■ **Ausgangstext**:
────────────────────
Über 1.000 Tage Angriffskrieg. Wohin geht es für die ukrainische Landwirtschaft?

Von Franziska Hauff, Taras Gagalyuk (beide Leibniz-Institut für Agrarentwicklung in Transformationsökonomien (IAMO), Halle (Saale))

Am Morgen des 24. Februar 2022 marschierte die russische Armee auf breiter Front in die Ukraine ein. Über 1.000 Tage Angriffskrieg haben das Land grundlegend verändert und einen der weltweit wichtigsten Produzenten und Exporteure von Agrarprodukten vor nie dagewesene Herausforderungen gestellt. In der Anfang diesen Jahres erschienen IAMO-Ausgabe der Ukraine-Analysen Nr. 294 haben wir Autoren der Kyiv School of Economics (KSE) dazu eingeladen, eine vorläufige Bilanz über die finanziellen Folgen der kriegsbedingten Schäden und Verluste im Agrarbereich zu ziehen und uns eine Vorstellung von der Dimension des Wiederaufbaus dieses nachhaltig geschädigten Sektors zugeben. Dieser wurde von den beiden Autoren bereits damals auf 29,8 Milliarden US-Dollar geschätzt. Wissenschaftler des Leibniz Institut für Agrarentwicklung in Transformationsökonomien (IAMO) haben in derselben Ausgabe mit Hilfe von Satellitenbildern das Ausmaß der kriegsbedingt aufgegebenen Anbauflächen auf beiden Seiten der Frontlinie veranschaulicht. Mindestens 14.000 km² der ehemaligen Anbauflächen entlang der Front sind als Folge des Krieges unbewirtschaftet geblieben.
────────────────────
■ **Ziel 1**: Fassen Sie den Ausgangstext zur ukrainischen Landwirtschaft in zwei Sätzen zusammen.

■ **Bereitgestellte Daten**:
────────────────────
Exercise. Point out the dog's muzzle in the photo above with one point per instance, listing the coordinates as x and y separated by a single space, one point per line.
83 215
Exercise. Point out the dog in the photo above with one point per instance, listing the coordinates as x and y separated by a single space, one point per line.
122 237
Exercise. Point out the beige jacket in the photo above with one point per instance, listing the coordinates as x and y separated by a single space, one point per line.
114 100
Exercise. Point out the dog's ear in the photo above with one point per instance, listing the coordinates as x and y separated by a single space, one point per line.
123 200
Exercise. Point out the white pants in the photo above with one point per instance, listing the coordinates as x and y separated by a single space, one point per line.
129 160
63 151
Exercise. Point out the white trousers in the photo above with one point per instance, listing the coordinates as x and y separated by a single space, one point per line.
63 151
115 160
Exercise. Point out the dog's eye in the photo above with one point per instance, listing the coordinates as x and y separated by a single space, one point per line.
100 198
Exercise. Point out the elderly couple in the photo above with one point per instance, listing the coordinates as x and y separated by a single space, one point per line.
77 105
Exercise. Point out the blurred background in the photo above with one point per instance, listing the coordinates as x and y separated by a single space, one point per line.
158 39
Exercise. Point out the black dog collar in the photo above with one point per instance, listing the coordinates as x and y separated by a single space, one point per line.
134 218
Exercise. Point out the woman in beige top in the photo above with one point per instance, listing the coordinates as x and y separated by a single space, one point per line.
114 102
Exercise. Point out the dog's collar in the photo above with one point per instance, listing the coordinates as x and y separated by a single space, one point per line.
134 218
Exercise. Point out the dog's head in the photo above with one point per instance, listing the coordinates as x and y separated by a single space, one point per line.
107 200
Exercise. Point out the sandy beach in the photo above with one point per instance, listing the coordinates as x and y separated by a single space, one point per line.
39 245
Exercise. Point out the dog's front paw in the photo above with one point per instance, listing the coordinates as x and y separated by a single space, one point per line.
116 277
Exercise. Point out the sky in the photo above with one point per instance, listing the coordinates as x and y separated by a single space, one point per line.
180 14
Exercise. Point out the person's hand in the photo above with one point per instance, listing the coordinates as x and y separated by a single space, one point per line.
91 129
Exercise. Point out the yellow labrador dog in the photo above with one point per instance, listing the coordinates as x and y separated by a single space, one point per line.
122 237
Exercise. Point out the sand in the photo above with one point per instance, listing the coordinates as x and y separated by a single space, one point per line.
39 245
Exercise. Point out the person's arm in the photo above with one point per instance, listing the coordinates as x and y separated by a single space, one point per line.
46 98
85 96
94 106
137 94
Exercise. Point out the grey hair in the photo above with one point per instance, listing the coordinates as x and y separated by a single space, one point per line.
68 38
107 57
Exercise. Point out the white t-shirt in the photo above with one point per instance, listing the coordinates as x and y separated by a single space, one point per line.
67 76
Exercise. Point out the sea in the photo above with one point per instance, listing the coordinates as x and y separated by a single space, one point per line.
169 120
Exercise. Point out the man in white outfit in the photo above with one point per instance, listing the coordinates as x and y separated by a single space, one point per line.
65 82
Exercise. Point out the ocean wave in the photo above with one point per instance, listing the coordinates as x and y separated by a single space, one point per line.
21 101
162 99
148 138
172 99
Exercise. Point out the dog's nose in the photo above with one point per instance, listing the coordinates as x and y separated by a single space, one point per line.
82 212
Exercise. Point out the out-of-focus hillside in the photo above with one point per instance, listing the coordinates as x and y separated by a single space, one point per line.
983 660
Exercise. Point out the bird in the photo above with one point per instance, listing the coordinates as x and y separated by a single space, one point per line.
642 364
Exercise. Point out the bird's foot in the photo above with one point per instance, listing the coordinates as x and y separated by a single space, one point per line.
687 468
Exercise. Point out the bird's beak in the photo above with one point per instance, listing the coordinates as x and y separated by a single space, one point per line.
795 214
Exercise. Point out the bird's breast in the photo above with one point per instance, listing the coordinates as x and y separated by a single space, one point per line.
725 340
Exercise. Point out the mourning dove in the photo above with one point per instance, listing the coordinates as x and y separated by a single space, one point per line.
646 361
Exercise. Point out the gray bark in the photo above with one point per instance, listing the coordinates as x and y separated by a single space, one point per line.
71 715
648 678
────────────────────
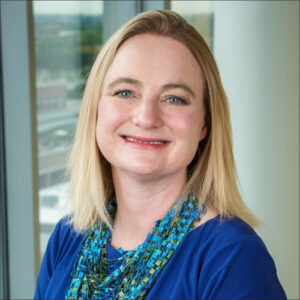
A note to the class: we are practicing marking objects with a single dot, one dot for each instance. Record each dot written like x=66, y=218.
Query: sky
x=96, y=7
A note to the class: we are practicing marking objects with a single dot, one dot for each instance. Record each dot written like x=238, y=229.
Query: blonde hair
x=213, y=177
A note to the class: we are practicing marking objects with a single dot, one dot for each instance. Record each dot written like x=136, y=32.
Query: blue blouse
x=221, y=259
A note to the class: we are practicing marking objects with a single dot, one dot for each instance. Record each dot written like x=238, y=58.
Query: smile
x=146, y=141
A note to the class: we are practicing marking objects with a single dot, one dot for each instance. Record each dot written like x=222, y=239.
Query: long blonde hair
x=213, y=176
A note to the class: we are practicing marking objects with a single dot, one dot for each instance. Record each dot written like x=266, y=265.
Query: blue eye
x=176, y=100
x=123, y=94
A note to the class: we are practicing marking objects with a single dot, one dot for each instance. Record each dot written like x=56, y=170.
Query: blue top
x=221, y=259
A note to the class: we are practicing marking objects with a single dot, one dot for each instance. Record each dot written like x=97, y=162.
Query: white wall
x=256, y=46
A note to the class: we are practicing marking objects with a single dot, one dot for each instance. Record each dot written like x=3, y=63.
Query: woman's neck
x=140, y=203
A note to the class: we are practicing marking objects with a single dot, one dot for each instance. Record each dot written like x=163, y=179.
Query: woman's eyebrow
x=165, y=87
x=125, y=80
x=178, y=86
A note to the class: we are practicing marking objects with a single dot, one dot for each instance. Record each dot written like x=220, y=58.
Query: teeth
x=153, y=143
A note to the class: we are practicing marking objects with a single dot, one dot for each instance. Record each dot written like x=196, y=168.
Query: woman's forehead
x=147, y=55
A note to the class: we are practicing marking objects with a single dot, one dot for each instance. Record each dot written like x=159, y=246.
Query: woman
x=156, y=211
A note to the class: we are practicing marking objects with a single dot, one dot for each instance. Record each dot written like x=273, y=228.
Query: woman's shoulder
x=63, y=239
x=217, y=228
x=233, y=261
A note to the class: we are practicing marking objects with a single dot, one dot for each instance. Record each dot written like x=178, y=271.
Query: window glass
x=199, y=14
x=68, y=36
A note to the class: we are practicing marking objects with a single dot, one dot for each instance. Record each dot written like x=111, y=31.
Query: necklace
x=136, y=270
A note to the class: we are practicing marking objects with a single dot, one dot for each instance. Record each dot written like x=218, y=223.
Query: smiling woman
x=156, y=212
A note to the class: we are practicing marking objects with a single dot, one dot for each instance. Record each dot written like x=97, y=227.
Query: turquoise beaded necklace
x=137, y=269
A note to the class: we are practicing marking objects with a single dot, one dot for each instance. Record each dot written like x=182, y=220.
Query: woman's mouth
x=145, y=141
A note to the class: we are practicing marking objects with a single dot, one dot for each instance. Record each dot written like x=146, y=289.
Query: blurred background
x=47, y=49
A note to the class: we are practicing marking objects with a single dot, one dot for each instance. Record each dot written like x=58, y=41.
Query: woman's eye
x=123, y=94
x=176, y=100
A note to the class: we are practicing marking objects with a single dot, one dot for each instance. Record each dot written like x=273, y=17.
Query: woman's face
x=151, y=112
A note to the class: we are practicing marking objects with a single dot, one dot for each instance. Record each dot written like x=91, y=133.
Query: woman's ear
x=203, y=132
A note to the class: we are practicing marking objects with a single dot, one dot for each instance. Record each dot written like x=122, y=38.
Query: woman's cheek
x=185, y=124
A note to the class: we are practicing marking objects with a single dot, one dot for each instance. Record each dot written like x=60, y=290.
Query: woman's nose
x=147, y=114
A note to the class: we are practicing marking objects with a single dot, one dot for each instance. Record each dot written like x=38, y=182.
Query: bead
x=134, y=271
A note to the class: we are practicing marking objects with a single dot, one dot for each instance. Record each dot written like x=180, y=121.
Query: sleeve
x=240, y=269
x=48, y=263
────────────────────
■ **Ziel 2**: Listen Sie alle Zeilen auf, in denen das Wort "nose" vorkommt.

■ **Lösung 1**: Über 1.000 Tage russischer Angriffskrieg seit dem 24. Februar 2022 haben die Ukraine grundlegend verändert und einen der weltweit wichtigsten Produzenten und Exporteure von Agrarprodukten vor nie dagewesene Herausforderungen gestellt. In der IAMO-Ausgabe Nr. 294 der Ukraine-Analysen zogen Autoren der Kyiv School of Economics eine vorläufige Bilanz der finanziellen Kriegsfolgen für den Agrarbereich, und IAMO-Wissenschaftler zeigten mit Satellitenbildern, dass mindestens 14.000 km² ehemaliger Anbauflächen entlang der Front unbewirtschaftet geblieben sind.

■ **Lösung 2**:
Exercise. Point out the dog's nose in the photo above with one point per instance, listing the coordinates as x and y separated by a single space, one point per line.
Query: woman's nose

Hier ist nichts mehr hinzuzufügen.